Source text:
[START]

I don't think it's possible to make a definitive statement on that Gavel because there are too many variables.

Common sense would dictate that LPG should be cheaper as it carries none of the taxes that derv does, however it all depends on how much you pay for your LPG. If you use Gaz bottles for instance you could be paying £4.00/litre for LPG, a 6kg Calor bottle would probably be more like £1.50/litre and a 13kg bottle £0.90/litre whereas refillable bottles could be as low as £0.50/litre. If derv is £1.15/litre and we assume the same heat output per litre (only guessing here) then gas would be cheaper if your bottles were 13kg or refillable but using smaller bottles would make derv the better option. Another point to consider would be payload - if you're short of payload you could argue that using derv would save carrying a pair of heavy gas bottles?

In practice, unless you're fulltiming (or have hardly any gas bottle storage space) the relative costs are hardly worth considering.


----------



## b2tus

Hi Gavel

Only just caught up with this thread.

We have a 2006 Starspirit and would be very happy to talk you through all your questions.

If you PM me, I will give you my phone number and we can discuss your queries. FYI, we can heat our water by gas OR electric. I can advise you where the switch is.

Cheers

Brent


----------

[END]

Instruction: Write out the forum thread word for word from "Common sense would" to "heavy gas bottles?". The rows that come next have nothing to do with what you are asked to do.

Dataset extract:

[START]

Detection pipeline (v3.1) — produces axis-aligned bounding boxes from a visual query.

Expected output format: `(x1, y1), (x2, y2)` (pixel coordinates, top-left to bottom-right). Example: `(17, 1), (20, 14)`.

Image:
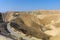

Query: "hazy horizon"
(0, 0), (60, 12)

[END]

Output:
Common sense would dictate that LPG should be cheaper as it carries none of the taxes that derv does, however it all depends on how much you pay for your LPG. If you use Gaz bottles for instance you could be paying £4.00/litre for LPG, a 6kg Calor bottle would probably be more like £1.50/litre and a 13kg bottle £0.90/litre whereas refillable bottles could be as low as £0.50/litre. If derv is £1.15/litre and we assume the same heat output per litre (only guessing here) then gas would be cheaper if your bottles were 13kg or refillable but using smaller bottles would make derv the better option. Another point to consider would be payload - if you're short of payload you could argue that using derv would save carrying a pair of heavy gas bottles?